• [Document segment]:

########

There are other implications too. Very little water received as rain actually enters the groundwater table. A key reason for that is the lack of public infrastructure and individual endeavours to conserve surface runoff. Misallocation and mispricing are equally to blame.

Besides, we have also largely failed to prevent industrial effluents and sewage from entering freshwater lakes and rivers, and condoned the indiscriminate digging of borewells to compensate for rising urban pressure on land.

Every day 1450 mld water is supplied to Bengaluru city, 70 percent of which is from the KRS catchment area, dried by peak summer and no rainfall, while the rest is from Kabini (which also fluctuates depending on water upstream).

There are also 10,000 borewells used by people to draw water, of which 1,000 are defunct.

Bengaluru has a thriving urban ecosystem to support

The latter may especially be true in Bengaluru’s case where population growth has put a strain on the city’s natural resources and led to the depletion of lakes and wells. The city, as predicted, is paying the price for years of rapid urbanisation.

The revised master plan for the city, published by the Bengaluru Development Authority (BDA), has predicted that city’s population will increase by approximately 8 million and reach 20.3 million between 2019 and 2031.

Poor water management and inefficient city planning has further led to drying taps and falling groundwater levels, increasing the dependence on borewells and water tankers. Private vendors are capitalising on this crisis

News18 spoke to activists working towards highlighting the impending emergency, who reported that water is being auctioned to highest bidders in some areas of the city. Borewells have already reached depths of 1,500 feet and below, they said.

########

• [Problem set]:
A – List every proper name (of a place, body of water, organization, or news outlet) that appears in the passage on Bengaluru's water crisis, each one once.
B – Continue the passage on Bengaluru's water crisis from the point where it stops.

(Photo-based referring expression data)
########

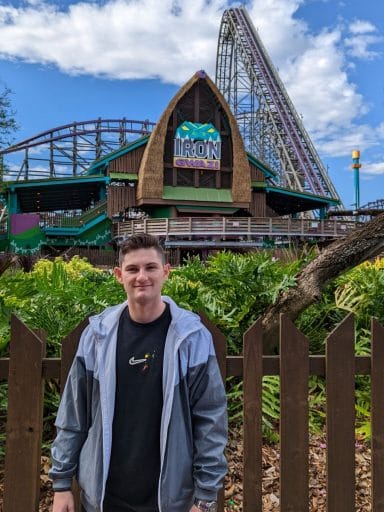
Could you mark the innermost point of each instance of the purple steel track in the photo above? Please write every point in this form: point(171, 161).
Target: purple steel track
point(241, 57)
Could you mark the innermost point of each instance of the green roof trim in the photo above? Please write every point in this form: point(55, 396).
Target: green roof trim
point(133, 176)
point(266, 170)
point(57, 181)
point(219, 209)
point(104, 161)
point(197, 194)
point(258, 184)
point(294, 193)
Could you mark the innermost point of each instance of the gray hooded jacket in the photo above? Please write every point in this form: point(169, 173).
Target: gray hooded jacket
point(193, 424)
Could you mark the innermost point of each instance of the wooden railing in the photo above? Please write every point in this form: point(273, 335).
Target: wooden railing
point(243, 228)
point(68, 219)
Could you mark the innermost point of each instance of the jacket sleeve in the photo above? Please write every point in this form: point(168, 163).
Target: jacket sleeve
point(209, 419)
point(72, 421)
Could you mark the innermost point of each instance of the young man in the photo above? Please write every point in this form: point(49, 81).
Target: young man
point(142, 422)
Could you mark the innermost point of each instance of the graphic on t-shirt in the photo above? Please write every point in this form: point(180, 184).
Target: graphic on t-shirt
point(145, 360)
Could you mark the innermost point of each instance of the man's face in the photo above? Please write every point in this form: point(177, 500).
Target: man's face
point(142, 274)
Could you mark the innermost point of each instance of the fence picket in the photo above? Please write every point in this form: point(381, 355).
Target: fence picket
point(294, 375)
point(252, 429)
point(377, 416)
point(24, 420)
point(68, 351)
point(220, 344)
point(340, 383)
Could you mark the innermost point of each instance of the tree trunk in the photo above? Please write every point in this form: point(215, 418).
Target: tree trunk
point(364, 243)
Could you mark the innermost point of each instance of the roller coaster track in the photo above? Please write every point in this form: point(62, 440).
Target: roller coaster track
point(271, 127)
point(70, 149)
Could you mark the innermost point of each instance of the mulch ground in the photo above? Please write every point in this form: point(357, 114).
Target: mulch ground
point(271, 502)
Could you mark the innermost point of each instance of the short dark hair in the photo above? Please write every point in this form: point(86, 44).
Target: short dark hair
point(141, 241)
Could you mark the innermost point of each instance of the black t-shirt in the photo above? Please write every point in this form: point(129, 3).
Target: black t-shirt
point(135, 459)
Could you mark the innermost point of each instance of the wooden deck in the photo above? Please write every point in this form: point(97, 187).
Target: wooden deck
point(238, 229)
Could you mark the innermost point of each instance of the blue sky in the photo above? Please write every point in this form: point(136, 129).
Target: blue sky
point(71, 61)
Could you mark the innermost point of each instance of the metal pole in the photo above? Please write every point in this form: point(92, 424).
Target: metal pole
point(356, 169)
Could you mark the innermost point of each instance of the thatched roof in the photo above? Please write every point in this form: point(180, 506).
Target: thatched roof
point(150, 185)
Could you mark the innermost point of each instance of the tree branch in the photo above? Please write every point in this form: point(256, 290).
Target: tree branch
point(361, 245)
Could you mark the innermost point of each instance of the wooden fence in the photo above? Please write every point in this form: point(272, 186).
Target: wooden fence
point(27, 368)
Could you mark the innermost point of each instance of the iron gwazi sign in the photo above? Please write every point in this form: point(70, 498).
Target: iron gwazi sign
point(197, 146)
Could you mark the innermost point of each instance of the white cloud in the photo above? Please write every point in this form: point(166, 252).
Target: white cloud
point(120, 39)
point(171, 39)
point(361, 39)
point(361, 27)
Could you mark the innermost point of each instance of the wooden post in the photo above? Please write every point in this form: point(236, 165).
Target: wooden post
point(340, 382)
point(294, 375)
point(377, 416)
point(24, 420)
point(252, 429)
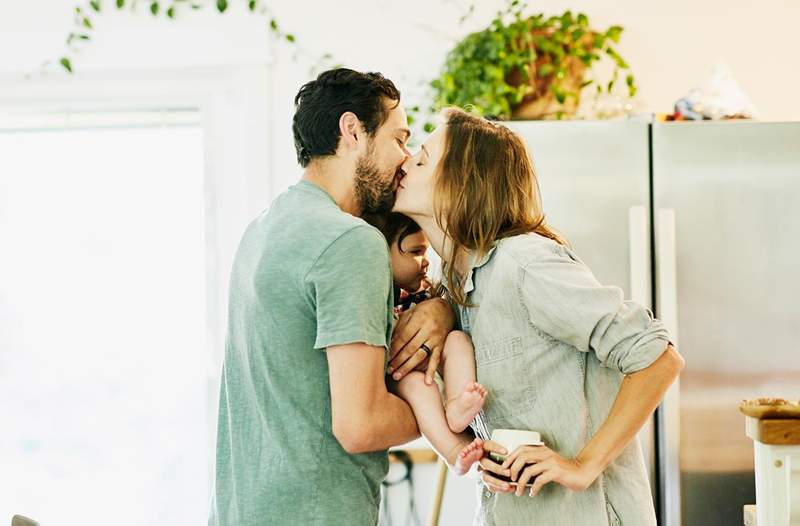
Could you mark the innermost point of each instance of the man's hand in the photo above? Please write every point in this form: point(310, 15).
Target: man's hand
point(426, 324)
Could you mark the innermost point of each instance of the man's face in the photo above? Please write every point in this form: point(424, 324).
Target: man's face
point(378, 170)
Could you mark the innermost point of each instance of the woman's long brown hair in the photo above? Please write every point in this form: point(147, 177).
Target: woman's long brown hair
point(485, 190)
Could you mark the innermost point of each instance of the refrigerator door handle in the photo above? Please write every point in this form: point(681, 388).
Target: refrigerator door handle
point(641, 293)
point(639, 256)
point(669, 432)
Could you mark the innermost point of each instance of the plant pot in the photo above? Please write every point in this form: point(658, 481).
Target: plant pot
point(541, 103)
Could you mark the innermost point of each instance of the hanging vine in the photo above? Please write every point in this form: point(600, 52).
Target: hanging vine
point(85, 14)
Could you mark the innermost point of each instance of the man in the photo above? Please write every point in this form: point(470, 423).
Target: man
point(305, 417)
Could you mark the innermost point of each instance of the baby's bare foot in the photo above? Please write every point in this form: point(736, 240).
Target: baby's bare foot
point(471, 453)
point(462, 409)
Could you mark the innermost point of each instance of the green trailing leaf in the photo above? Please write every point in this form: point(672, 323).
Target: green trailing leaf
point(613, 33)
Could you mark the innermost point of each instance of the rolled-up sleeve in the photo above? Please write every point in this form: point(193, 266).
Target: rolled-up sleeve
point(563, 299)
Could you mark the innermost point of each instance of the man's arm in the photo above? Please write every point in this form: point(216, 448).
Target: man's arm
point(365, 415)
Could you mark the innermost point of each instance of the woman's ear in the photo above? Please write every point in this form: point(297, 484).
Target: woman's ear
point(349, 126)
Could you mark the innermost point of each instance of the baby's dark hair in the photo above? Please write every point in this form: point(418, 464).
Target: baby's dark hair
point(394, 226)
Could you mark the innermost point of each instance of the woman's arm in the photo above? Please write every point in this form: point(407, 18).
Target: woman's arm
point(638, 396)
point(637, 399)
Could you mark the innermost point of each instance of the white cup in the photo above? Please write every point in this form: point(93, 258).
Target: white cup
point(511, 439)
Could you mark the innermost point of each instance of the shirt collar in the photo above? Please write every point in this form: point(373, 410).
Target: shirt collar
point(311, 187)
point(477, 262)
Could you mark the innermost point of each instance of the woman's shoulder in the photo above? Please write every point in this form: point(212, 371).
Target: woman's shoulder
point(526, 249)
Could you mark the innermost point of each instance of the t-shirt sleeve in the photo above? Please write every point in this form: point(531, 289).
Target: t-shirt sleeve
point(349, 285)
point(563, 299)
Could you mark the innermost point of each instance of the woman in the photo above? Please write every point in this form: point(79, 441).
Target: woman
point(558, 352)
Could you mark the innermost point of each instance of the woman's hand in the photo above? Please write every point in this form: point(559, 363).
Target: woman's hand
point(547, 466)
point(427, 323)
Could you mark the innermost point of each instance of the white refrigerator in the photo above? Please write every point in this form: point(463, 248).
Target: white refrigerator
point(700, 222)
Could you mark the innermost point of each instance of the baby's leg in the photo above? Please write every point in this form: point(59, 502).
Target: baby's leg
point(464, 396)
point(426, 402)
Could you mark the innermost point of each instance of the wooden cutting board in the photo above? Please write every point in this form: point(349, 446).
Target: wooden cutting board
point(784, 432)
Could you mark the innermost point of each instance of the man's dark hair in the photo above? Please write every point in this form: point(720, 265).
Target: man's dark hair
point(320, 103)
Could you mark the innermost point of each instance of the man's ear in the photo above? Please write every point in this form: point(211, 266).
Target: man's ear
point(349, 128)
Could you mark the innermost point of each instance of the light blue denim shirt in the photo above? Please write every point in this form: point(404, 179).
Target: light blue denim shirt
point(552, 346)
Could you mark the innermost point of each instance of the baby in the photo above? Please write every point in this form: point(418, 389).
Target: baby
point(442, 424)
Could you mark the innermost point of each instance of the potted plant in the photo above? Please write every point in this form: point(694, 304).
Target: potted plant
point(529, 67)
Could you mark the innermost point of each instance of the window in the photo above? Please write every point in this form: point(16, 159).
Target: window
point(103, 354)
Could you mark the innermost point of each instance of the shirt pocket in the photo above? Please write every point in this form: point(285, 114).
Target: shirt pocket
point(503, 368)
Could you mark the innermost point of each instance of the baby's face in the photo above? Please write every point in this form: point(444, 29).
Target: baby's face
point(409, 262)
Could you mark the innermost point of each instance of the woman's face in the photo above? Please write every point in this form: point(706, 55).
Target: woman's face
point(415, 191)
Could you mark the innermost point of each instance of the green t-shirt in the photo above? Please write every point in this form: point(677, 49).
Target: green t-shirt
point(306, 276)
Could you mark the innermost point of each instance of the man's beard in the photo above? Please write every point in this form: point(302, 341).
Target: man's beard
point(374, 193)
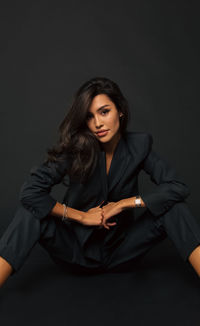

########

• [Results for the exercise]:
A –
Bengaluru
KRS
Kabini
Bengaluru Development Authority (BDA)
News18

B –
According to a report in The Hindu, Ramesh Reddy, a private water supplier for over two decades in southeast Bengaluru, said that demand for water had almost doubled over the last one month as borewells were drying up. 

Water riot or water security?

If there is no adequate rainfall by July end, the BWSSB will start rationing water supply to the city. Officials are also contemplating drawing water from Sharavathi and Linganamikki, a project that will leave rural hinterlands dry and thirsty at the cost of easing urban droughts.

The unfolding situation in Bengaluru thus demands laws that incentivise reviving of local water resources, and penalises the use of imported water. That may avert water wars wrought by tanker businesses. Carbon fines should also be imposed on water that needs to travel.

Subsidies must be completely removed from water from the Cauvery, and provided to every ward that ensures that local lakes are kept clean and maintained, and local wells are recharged. Empowering the local communities, that once planted trees and built lakes to trap rainwater, is the only way forward.

The Karnataka state government is also thinking of banning new apartment constructions for the next five years, until the water crises in the City improved. In fact, all industrial operations – private or public – that require huge amounts of water must be scaled down until the coast is clear.

Why it matters

The connection between India’s population and its water sources is deeply personal and bound by religious-historical lines. But the country’s much-discussed water scarcity has turned its rivers and lakes into political tools domestically as well as weapons in international relations.

Water riots have begun in Bundelkhand, Uttar Pradesh, while agricultural belts across Gujarat, Madhya Pradesh and Maharashtra have been dealing with some of the most acute perennial drought spells in history.

As India’s water crisis has begun to make headlines across the world, a recent survey by the Indian Institute of Human Settlements shows how rapidly the per capita groundwater availability is declining. According to it, in 1951, it was 14,180 litres a day, by 2001 it reduced to 5,120 litres, and is expected to come down to 3,670 by 2025.

Over half of the wells in India are seeing a fall in water levels and a total of 21 major cities are estimated to run out of groundwater by 2020, concluded a landmark report last month.